Written request: Rewrite the data below with every occurrence of "pin" changed to "marker" and nothing else altered. Omit the pictures from your output.

Material provided:
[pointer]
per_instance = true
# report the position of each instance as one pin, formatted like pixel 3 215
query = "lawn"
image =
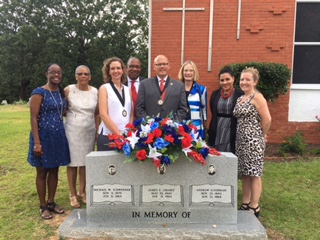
pixel 289 203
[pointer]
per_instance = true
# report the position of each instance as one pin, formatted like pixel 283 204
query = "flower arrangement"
pixel 162 140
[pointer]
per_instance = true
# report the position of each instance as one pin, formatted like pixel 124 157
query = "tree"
pixel 70 33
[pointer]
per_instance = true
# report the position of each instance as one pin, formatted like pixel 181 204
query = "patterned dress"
pixel 51 132
pixel 250 142
pixel 80 123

Task solution:
[pointer]
per_instance = true
# report the position of each instance as one marker, formatted like pixel 3 215
query = "lawn"
image =
pixel 289 203
[pointer]
per_instance = true
# report the position of each instance as one marker, formatted like pixel 283 204
query = "flower arrangement"
pixel 162 140
[pointer]
per_instance = true
# report the position of each instance as one marker, formatted like pixel 124 157
query = "tree"
pixel 70 33
[pointer]
per_instance = true
# report the position of each instance as one marker, formatted like pixel 181 204
query = "patterned dress"
pixel 51 132
pixel 250 142
pixel 80 123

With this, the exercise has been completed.